- _PAGE TEXT_:
....................

A possible cause of the Active error is the use of normal HDLC as the protocol on the T1 link. You should use inverted HDLC as the protocol on T1 links that support AMI.
If the T1 line uses Bipolar 8 with Zero Substitution (B8ZS), this field always displays Active because B8ZS does not require ones-density.
Ignore this field if the T1 card does not have a built-in CSU. See the description of the Network Interface Type field in the preceding section, "Configurable Parameters," for information on determining whether a T1 card has a built-in CSU.
CSU Remote Loopback (CSU Only)
This statistic applies only to T1 cards that have a built-in CSU. If the status is Active, the service provider has put the T1 card into remote loopback mode in order to run diagnostic tests. Otherwise, the card is not in loopback mode.
If the Remote Loopback Inhibit configuration parameter is set to enabled, this statistic is never Active.
Ignore this field if the T1 card does not have a built-in CSU. See the description of Network Interface Type field in the preceding section, "Configurable Parameters," for information on determining whether a T1 card has a built-in CSU.
Red Alarm
If the status is Active, the card has lost frame synchronization continuously from the network for more than 2.5 seconds, or synchronization has been intermittent. Otherwise, the card has not lost synchronization.
Red alarms automatically generate yellow alarms.
Yellow Alarm Detected
If the status is Active, the other end of the T1 connection has lost synchronization. Otherwise, synchronization has not been lost.
Loss of Signal (CSU Only)
This statistic applies only to T1 cards that have a built-in CSU. If the status is Active, the card detected complete loss of carrier. If the status is Inactive, the card did not detect complete loss of carrier.
Local and Telco ESF Statistics
This section describes Extended SuperFrame (ESF) statistics on T1 line activity. ESF statistics are kept both by the server (local) and by the service provider (Telco). Both the server and the service provider keep the same statistics.
There is a set of ESF statistics for each 15-minute period in the previous 24 hours. For each period, the following statistics appear:
Err Secs
The number of seconds during the period in which a Cyclic Redundancy Check (CRC) error occurred. For example, if this field displays 5, there were five 1-second periods in which at least one CRC error occurred.

....................

- _EXERCISE SET_:
1) Transcribe the T1 statistics text word for word, everything from "Red alarms automatically" down to "detect complete loss of carrier.".
2) Pick up the T1 line statistics text after its final sentence and continue writing it.

....................

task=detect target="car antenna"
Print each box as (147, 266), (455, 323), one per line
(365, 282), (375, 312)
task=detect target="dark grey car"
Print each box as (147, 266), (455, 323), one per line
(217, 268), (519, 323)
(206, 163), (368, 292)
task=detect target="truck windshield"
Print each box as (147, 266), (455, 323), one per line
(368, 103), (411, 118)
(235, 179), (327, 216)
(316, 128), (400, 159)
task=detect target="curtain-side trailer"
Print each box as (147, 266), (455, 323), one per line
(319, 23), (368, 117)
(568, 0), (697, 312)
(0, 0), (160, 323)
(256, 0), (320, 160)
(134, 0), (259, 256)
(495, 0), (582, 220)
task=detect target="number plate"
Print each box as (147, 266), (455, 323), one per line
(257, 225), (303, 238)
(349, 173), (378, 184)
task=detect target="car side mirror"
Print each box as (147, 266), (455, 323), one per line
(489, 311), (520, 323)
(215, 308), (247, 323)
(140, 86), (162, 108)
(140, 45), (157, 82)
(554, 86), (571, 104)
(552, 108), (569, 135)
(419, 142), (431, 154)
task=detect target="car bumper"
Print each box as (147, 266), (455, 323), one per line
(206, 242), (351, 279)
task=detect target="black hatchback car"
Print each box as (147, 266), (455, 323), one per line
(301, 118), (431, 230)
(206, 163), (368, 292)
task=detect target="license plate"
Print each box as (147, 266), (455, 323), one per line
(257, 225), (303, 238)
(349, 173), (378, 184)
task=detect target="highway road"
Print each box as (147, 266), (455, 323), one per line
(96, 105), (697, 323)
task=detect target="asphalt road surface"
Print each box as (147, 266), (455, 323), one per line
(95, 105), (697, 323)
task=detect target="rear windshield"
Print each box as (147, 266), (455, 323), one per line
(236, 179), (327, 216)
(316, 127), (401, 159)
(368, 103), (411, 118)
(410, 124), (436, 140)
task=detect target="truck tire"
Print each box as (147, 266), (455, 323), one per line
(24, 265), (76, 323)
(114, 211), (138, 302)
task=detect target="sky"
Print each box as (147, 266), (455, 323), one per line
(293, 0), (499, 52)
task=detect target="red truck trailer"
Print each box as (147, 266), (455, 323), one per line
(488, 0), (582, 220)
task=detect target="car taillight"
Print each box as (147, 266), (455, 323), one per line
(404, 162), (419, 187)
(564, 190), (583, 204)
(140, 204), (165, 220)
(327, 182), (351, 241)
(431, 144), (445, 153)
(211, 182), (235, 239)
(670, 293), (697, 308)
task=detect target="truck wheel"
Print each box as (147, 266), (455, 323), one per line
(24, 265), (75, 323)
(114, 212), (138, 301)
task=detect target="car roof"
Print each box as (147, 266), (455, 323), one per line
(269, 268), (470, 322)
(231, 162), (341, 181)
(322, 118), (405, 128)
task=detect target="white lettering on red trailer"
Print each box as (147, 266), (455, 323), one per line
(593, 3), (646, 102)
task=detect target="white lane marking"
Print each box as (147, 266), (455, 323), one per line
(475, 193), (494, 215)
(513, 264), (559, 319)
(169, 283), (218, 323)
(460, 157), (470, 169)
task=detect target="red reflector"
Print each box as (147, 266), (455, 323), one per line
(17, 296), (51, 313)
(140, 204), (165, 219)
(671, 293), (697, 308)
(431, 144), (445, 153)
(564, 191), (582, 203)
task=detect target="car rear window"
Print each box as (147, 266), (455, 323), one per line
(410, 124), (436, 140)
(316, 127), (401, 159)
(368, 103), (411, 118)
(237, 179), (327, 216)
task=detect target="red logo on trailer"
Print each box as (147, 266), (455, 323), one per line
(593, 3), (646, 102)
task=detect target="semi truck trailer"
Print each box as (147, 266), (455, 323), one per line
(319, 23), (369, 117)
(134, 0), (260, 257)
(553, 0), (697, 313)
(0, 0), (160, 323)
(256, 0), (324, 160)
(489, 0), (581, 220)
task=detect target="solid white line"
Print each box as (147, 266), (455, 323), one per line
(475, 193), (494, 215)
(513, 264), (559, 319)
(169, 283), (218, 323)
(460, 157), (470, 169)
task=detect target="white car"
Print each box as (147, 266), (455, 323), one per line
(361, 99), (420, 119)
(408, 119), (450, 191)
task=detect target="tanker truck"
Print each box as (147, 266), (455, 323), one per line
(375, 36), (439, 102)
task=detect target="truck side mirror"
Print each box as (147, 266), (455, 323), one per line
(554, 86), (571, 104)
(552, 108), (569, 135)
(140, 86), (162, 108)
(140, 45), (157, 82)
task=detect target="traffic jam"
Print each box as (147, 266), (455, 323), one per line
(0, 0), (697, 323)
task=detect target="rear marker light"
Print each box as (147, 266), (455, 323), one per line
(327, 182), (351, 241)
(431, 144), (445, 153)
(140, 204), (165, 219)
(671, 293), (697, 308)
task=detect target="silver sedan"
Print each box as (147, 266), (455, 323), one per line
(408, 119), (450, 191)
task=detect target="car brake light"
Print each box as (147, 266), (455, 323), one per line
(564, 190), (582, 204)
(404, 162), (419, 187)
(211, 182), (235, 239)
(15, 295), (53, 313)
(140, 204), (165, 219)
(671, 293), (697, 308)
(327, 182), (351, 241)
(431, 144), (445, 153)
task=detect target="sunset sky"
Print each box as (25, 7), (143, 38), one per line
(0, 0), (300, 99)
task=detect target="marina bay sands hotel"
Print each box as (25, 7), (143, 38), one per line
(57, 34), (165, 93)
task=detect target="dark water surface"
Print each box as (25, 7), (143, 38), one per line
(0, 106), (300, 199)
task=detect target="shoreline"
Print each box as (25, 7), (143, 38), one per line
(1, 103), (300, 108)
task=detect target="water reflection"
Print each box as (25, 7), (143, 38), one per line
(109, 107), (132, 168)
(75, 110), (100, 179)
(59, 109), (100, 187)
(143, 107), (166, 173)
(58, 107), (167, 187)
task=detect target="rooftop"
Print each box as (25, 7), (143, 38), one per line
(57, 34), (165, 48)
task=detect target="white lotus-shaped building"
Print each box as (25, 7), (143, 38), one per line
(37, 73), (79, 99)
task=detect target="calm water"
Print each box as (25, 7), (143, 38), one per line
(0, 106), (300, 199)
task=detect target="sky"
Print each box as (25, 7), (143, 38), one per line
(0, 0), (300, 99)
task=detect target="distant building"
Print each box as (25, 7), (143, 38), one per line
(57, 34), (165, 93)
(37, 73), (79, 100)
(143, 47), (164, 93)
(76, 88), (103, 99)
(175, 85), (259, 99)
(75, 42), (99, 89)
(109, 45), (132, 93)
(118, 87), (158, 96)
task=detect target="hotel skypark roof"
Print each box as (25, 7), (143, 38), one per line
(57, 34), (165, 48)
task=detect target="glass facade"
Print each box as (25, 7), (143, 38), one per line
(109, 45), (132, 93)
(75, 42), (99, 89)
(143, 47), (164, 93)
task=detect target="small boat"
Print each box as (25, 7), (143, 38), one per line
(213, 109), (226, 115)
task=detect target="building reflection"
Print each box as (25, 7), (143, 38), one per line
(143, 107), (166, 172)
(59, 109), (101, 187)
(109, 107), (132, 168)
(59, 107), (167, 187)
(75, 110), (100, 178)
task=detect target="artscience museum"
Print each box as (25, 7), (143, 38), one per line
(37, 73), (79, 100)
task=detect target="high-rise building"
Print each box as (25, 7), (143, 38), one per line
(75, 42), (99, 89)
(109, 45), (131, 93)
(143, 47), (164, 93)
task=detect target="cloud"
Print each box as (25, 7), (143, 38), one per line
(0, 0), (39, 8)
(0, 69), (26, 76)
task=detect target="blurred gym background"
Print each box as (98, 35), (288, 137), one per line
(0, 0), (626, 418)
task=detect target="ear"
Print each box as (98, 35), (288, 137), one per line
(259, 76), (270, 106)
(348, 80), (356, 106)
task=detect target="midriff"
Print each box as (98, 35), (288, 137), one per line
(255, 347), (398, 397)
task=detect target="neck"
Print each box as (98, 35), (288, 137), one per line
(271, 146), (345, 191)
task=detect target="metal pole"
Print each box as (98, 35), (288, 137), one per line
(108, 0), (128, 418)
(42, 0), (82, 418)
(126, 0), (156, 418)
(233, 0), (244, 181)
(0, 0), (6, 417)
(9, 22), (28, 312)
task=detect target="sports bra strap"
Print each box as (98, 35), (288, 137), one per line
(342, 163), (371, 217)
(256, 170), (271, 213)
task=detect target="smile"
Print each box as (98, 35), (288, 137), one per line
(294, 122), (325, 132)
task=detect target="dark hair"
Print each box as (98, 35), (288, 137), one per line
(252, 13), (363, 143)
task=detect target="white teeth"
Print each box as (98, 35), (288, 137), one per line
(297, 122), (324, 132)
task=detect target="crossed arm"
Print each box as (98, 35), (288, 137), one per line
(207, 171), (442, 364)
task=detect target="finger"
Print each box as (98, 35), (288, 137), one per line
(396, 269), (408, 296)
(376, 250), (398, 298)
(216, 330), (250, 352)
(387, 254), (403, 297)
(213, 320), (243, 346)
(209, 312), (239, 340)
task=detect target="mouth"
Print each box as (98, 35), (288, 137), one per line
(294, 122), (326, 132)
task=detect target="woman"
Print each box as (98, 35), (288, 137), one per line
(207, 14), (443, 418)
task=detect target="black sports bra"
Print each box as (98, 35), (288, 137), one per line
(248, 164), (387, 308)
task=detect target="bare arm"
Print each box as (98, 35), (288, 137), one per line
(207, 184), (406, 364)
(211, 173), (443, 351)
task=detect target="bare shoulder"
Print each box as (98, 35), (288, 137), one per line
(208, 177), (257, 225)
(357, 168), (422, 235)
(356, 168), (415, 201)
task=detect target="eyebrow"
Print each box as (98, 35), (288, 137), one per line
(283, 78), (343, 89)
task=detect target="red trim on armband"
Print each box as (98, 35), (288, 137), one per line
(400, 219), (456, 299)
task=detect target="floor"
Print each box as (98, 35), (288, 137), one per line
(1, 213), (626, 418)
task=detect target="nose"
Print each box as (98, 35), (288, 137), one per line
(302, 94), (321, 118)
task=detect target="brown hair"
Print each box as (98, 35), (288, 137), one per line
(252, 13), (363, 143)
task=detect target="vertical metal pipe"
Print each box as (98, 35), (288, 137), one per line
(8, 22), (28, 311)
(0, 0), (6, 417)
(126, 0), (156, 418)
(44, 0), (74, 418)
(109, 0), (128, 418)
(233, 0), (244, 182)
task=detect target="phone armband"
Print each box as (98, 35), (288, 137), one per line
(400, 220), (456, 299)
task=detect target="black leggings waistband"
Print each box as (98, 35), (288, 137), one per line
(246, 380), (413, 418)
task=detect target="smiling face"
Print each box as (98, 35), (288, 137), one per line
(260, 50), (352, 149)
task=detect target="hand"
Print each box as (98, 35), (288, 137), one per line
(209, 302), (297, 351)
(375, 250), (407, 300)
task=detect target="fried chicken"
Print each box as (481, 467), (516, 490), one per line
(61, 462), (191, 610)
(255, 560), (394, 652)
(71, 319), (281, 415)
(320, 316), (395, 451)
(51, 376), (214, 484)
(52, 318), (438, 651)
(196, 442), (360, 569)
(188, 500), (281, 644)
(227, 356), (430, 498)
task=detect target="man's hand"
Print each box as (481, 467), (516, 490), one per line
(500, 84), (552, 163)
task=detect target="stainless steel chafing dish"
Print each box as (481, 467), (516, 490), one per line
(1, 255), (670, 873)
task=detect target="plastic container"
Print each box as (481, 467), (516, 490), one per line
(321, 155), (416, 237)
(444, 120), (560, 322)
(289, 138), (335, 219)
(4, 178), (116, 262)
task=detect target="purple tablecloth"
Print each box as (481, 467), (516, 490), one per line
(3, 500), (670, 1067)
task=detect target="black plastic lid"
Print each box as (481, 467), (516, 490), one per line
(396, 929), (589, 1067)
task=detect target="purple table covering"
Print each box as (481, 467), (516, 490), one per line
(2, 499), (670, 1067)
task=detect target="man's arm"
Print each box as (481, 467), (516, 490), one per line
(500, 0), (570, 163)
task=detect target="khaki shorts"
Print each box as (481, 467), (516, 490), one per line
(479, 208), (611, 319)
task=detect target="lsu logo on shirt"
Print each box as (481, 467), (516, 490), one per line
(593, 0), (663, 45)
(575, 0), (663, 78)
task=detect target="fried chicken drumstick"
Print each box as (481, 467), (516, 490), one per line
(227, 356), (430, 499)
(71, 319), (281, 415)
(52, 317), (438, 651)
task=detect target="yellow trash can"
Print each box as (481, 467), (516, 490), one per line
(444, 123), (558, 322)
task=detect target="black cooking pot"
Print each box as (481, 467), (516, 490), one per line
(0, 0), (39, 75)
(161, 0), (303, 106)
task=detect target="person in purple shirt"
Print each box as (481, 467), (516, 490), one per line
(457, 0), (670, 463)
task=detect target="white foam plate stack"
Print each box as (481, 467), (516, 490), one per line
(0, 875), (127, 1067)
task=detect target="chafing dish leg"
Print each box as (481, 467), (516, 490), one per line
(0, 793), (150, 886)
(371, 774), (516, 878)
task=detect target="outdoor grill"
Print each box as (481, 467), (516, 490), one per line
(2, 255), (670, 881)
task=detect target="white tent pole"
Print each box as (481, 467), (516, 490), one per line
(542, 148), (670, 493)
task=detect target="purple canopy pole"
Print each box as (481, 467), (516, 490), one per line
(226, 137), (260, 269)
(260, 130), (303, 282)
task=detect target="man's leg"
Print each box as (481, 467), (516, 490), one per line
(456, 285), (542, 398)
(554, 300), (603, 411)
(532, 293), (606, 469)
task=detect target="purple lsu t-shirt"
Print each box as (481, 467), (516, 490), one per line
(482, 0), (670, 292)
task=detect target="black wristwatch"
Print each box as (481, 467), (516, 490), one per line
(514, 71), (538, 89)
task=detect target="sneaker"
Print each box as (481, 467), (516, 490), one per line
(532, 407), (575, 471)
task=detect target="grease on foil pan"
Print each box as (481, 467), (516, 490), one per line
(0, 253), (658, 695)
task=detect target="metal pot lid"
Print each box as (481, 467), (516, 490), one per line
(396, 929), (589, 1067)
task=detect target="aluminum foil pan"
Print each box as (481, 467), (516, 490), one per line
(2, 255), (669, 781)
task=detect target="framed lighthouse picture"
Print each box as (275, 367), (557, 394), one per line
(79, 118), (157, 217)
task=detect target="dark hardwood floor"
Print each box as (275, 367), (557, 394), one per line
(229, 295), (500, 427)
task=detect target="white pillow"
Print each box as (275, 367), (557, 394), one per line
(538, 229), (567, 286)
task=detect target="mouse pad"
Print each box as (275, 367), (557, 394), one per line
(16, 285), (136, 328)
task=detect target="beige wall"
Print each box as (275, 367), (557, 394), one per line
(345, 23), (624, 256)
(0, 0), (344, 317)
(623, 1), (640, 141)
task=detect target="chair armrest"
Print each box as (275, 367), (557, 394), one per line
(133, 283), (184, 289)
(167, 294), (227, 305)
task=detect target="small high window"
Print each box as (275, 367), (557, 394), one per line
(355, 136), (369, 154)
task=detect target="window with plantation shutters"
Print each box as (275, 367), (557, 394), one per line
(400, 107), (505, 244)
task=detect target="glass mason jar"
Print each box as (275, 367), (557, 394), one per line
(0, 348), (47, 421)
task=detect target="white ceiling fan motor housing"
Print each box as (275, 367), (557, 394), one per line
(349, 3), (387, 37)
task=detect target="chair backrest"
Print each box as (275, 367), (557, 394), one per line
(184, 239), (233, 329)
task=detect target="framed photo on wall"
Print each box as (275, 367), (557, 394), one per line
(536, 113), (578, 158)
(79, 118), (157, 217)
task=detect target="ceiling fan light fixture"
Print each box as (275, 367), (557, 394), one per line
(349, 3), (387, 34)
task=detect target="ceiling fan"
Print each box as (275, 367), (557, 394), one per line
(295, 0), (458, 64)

....................

- _TASK RESPONSES_:
1)
Red alarms automatically generate yellow alarms.
Yellow Alarm Detected
If the status is Active, the other end of the T1 connection has lost synchronization. Otherwise, synchronization has not been lost.
Loss of Signal (CSU Only)
This statistic applies only to T1 cards that have a built-in CSU. If the status is Active, the card detected complete loss of carrier. If the status is Inactive, the card did not detect complete loss of carrier.

2)
UA Secs
The number of seconds in the 15-minute period in which the network was down (a red or yellow alarm occurred).
Valid Secs
The number of seconds in the 15-minute period that have expired. For all time periods except the current one, this field displays 900 seconds (15 minutes).
This section describes statistics on LAPD activity on the T1 connection. LAPD is the link-level protocol that servers use to communicate over T1 lines. The server keeps a set of LAPD statistics for each T1 server-to-server connection. At this time, a T1 card supports only one connection to another server.
Transmitted Packets
The total number of packets that the server has transmitted over the T1 connection.
Received Packets
The total number of packets that the server has received over the T1 connection.
Bytes Transmitted
The total number of bytes that the server has transmitted over the T1 connection.
Bytes Received
The total number of bytes that the server has received over the T1 connection.
Link State
This field indicates whether the T1 connection is up (Circuit Up/LAP up) or down (Circuit Up/LAP down). You should never see Circuit Down.
The fields listed in this section describe ISDN traffic on ISDN B channels in detail. The statistics that the screen displays are described in the sections that follow.
Total In
The total number of ISDN frames received.
Input Errors
The total number of received ISDN frames that contained errors.
Total Out
The total number of ISDN frames that the card has sent.
Output Errors
The total number of ISDN frames that could not be sent because they contained errors.